→ Requirements: Below are some entries; can you quote all of them exactly?

★ ★ ★ ★

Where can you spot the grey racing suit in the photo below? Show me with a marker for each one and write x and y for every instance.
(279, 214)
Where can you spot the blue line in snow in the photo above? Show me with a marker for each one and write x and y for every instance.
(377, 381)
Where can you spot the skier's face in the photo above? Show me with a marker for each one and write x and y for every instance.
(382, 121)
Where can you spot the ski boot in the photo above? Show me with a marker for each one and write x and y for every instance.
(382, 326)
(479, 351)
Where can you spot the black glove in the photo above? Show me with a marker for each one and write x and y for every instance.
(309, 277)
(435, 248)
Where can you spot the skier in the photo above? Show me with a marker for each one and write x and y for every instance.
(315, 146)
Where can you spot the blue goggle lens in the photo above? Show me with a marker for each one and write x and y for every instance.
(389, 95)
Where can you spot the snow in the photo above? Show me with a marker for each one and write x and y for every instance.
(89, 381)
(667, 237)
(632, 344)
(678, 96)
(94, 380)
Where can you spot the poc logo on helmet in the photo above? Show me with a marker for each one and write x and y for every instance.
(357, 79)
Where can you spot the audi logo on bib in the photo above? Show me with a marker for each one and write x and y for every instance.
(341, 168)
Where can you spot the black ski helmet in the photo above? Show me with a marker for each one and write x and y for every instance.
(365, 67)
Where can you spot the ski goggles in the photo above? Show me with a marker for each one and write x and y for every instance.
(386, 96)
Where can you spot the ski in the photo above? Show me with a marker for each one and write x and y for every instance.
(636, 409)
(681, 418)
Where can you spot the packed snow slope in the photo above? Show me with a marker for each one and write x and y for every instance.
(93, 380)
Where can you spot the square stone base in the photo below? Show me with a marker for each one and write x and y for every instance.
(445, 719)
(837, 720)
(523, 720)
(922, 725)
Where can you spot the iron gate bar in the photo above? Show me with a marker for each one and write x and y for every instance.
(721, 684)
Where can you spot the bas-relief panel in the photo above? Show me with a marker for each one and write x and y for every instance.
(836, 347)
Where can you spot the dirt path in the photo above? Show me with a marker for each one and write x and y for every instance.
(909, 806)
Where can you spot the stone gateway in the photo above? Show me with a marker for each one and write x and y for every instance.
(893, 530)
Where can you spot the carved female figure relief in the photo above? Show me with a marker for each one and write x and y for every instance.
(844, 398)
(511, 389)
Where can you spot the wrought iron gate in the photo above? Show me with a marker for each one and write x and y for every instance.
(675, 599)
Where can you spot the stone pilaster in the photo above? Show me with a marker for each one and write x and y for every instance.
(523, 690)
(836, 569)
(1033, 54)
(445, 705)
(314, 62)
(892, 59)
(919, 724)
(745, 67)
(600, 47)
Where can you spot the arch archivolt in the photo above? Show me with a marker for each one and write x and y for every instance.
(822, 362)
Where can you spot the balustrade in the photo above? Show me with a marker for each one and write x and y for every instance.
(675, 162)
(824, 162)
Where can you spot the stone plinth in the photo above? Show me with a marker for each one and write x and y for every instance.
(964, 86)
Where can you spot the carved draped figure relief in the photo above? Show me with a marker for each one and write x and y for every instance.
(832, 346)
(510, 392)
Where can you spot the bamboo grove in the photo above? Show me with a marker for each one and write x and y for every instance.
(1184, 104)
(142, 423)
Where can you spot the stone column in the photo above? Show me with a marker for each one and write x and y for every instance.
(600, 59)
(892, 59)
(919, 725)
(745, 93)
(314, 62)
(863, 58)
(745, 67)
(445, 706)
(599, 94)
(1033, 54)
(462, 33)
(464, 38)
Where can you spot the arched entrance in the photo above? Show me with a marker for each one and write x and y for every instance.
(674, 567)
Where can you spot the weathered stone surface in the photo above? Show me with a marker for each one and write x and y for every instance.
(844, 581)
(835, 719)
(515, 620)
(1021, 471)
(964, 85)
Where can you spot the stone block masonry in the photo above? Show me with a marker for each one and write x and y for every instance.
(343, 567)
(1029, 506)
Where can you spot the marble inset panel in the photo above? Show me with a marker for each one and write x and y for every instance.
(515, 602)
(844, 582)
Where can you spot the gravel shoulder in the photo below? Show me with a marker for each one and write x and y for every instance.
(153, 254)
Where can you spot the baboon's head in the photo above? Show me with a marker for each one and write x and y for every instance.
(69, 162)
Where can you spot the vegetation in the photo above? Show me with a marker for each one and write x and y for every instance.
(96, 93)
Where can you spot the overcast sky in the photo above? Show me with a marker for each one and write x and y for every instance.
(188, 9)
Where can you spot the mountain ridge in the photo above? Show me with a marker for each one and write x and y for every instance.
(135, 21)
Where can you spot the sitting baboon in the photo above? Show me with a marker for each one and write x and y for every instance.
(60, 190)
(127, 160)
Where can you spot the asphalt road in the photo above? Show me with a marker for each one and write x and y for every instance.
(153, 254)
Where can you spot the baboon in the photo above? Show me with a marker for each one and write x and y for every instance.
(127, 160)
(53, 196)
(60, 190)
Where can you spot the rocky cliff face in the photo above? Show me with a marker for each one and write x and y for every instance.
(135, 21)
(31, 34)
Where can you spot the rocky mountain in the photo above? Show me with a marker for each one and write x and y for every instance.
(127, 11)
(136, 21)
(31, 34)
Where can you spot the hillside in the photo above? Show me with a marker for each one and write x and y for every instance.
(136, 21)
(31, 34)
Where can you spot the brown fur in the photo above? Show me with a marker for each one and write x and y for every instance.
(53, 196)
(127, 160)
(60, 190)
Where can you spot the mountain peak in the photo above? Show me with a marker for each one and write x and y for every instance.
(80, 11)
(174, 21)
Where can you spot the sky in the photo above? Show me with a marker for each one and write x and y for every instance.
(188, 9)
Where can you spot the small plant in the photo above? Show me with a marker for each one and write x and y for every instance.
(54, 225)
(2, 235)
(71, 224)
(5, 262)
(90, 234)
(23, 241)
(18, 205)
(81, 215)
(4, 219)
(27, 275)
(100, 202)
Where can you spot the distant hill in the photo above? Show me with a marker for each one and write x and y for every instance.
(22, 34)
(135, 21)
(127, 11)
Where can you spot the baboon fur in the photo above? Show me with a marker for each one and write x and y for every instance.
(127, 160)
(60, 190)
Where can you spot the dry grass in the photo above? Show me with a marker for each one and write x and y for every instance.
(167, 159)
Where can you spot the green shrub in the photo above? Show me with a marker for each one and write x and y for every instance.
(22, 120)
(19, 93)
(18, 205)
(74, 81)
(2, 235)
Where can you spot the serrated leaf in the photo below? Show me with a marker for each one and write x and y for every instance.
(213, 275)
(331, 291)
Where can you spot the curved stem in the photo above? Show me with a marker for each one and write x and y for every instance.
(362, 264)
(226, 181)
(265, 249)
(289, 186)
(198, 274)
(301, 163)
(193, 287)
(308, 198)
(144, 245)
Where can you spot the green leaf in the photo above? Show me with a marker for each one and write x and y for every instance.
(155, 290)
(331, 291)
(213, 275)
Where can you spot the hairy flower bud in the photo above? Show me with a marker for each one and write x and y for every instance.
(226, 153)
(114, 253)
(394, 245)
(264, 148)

★ ★ ★ ★

→ Exercise answer:
Where can you spot the grey racing suit in the photo below? Show me with a marker for each one and write x and y for every instance.
(279, 214)
Where can you spot the blue line in snow in the photo above? Show me with a marker for each one and write x and y for every instance.
(377, 381)
Where can you spot the skier's face in the photo above? Show me with a marker for each one and write x and y for every instance.
(382, 121)
Where can you spot the ski boot in the photo above? Show me with a marker for each one and write x and y for every instance.
(382, 326)
(479, 351)
Where can you spot the black glove in the photo above? Show me with a marker for each one and write x and y for every instance.
(309, 277)
(435, 248)
Where can you spot the skier in the photo above? Show me with a marker for each one and write x and y for every instance.
(315, 146)
Where can you spot the blue goggle lens in the photo above? Show me with a marker for each one and write x and y for every instance.
(389, 95)
Where can you spot the snow in the photo above? Show me with a marker for each one and write x and y for every instance.
(89, 381)
(667, 237)
(632, 344)
(678, 96)
(94, 380)
Where can you spot the poc logo on helmet in the photo above? Show me with a marker for each one and write x and y for every instance.
(357, 79)
Where can you spot the audi logo on bib in the photo above? Show me with a marker for each one and write x and y for every instance.
(341, 168)
Where can you spot the black ski helmet in the photo above? Show me with a marker for each one and write x and y for every instance.
(365, 67)
Where can you spot the ski goggles in the photo above? Show me with a marker for each one and write x and y for every instance.
(386, 96)
Where can you spot the ski in the photo above? Show me with a marker for each one and write x and y for every instance.
(636, 409)
(681, 418)
Where can you spot the packed snow slope in the photo above? Show me with a marker for each one and write x and y for every instance.
(93, 380)
Where can you spot the square stone base in the photo below? Show me with a marker for each one and write x and y for every instance.
(445, 719)
(837, 720)
(523, 720)
(922, 725)
Where can you spot the iron gate bar in the photo above? Show me with a marker for each one and write x and y for every instance.
(721, 684)
Where can you spot the bas-relief panel in the photo above? Show me with a marker for each one and write x and y for every instance.
(836, 347)
Where can you spot the dirt path in the photo above? Show me with a marker for each one and write x and y for every instance.
(909, 806)
Where can you spot the stone gateway in the photo above? Show me with a marker for each one and write x and y for every instance.
(893, 530)
Where can you spot the carved female figure relief in the photo above? Show me with a marker for each one and write x and y for every instance.
(844, 398)
(511, 389)
Where can you spot the wrought iron gate in the photo above? Show me with a marker for each one and write x and y for every instance.
(675, 599)
Where can you spot the stone pilaster in the photo above? Show me with a marker for each one and write x and y for every instance.
(523, 690)
(836, 569)
(1033, 54)
(445, 705)
(314, 62)
(892, 59)
(919, 724)
(745, 67)
(600, 47)
Where can you spot the arch archivolt in the photo above? Show me with a marker for each one and write x and y for every instance.
(822, 362)
Where can you spot the balustrade in the photo above? Show me with a marker for each one and write x and y for every instance.
(675, 162)
(824, 162)
Where can you spot the stone plinth in the photo above? Show me with a marker for each one and write x and y for every instance.
(964, 86)
Where can you spot the carved draped figure relief in the photo above? Show me with a marker for each one and write x and y for every instance.
(832, 346)
(510, 392)
Where can you spot the bamboo grove in the photo above? Show me with a marker for each one and write x and y for every instance.
(1184, 104)
(142, 423)
Where can you spot the stone column in the photo above? Show me with a marker for each one and write x and y for every instance.
(600, 59)
(892, 59)
(919, 725)
(745, 93)
(314, 62)
(863, 58)
(745, 67)
(445, 706)
(599, 94)
(1033, 54)
(462, 33)
(464, 38)
Where can you spot the arched entrance in the photo above? Show me with a marker for each one and write x and y for every instance.
(674, 567)
Where can you spot the weathered stone surface in the photo above? Show me with a marker for each one and write x and y for every instance.
(844, 581)
(835, 719)
(515, 620)
(1021, 471)
(964, 85)
Where can you spot the stone block masonry in the photo above? Show me with a marker for each one and write x and y for every instance.
(343, 567)
(1029, 506)
Where can you spot the marble inset panel in the photo above? Show me with a marker for each one and write x and y for every instance.
(515, 602)
(844, 582)
Where can you spot the gravel shoulder in the photo below? Show me with a marker for each one and write x and y for every instance.
(153, 254)
Where can you spot the baboon's head in the photo above? Show me with a marker for each one and write x and y for every instance.
(69, 162)
Where can you spot the vegetation in the photo above? Show me with a marker for each one and write x and y for every instance.
(96, 93)
Where can you spot the overcast sky in the photo above? Show me with a marker for each one and write x and y for every instance.
(188, 9)
Where can you spot the mountain ridge in the photo above? Show me with a marker for each one and write x and y for every instance.
(135, 21)
Where can you spot the sitting baboon in the photo above? Show me with a marker for each one and write x and y for every instance.
(60, 190)
(127, 160)
Where can you spot the asphalt road in the photo above? Show me with a marker for each one and write x and y for every instance.
(153, 254)
Where can you spot the baboon in the photo above? Show me with a marker for each one and write x and y for every instance.
(127, 160)
(53, 196)
(60, 190)
Where can you spot the rocky cliff face in the photo above? Show me with a marker for each one and write x and y for every instance.
(135, 21)
(31, 34)
Where can you spot the rocky mountain in the photo above? Show me with a marker for each one and write x and y for every instance.
(127, 11)
(136, 21)
(31, 34)
Where can you spot the hillside in the photo above? Show me with a marker for each one and write x and y for every instance.
(136, 21)
(31, 34)
Where can you spot the brown fur in the photo above? Show me with a marker for each one and write x and y for every instance.
(53, 196)
(127, 160)
(60, 190)
Where can you spot the mountain peak in the photo above? Show me with a marker for each one and write x and y for every instance.
(80, 11)
(174, 21)
Where can you spot the sky in the photo above? Show me with a marker for each one and write x and y for every instance.
(188, 9)
Where can you spot the small plant in the photo above? Show me with a marker for each one and write x and y for every instance.
(54, 225)
(2, 235)
(71, 224)
(5, 262)
(90, 234)
(23, 241)
(18, 205)
(81, 215)
(4, 219)
(27, 275)
(100, 202)
Where can you spot the distant hill in the photo above? Show me with a marker for each one and write x and y for every instance.
(22, 34)
(135, 21)
(127, 11)
Where can you spot the baboon fur in the photo above? Show me with a marker for each one and write x and y for every instance.
(127, 160)
(60, 190)
Where can you spot the dry grass in the photo above? Show me with a marker for each one and write x and y for every instance.
(167, 159)
Where can you spot the green shrub in the photo above? Show me with a marker for each one and write x and y for every instance.
(22, 120)
(19, 93)
(18, 205)
(74, 81)
(2, 235)
Where can you spot the serrated leaf in the photo below? Show me with a marker for each one and write x and y for every instance.
(213, 275)
(331, 291)
Where can you spot the curved stem in the photo above? Show me with a marker for each one and write x and y for every instance.
(362, 264)
(226, 181)
(265, 249)
(289, 186)
(198, 274)
(301, 163)
(193, 287)
(308, 198)
(144, 245)
Where can you spot the green leaf in the photo above? Show me with a marker for each one and write x and y for every instance.
(155, 290)
(331, 291)
(213, 275)
Where can you spot the hairy flower bud in the photo above? Show me with a marker for each one and write x and y for every instance.
(226, 153)
(114, 253)
(394, 245)
(264, 148)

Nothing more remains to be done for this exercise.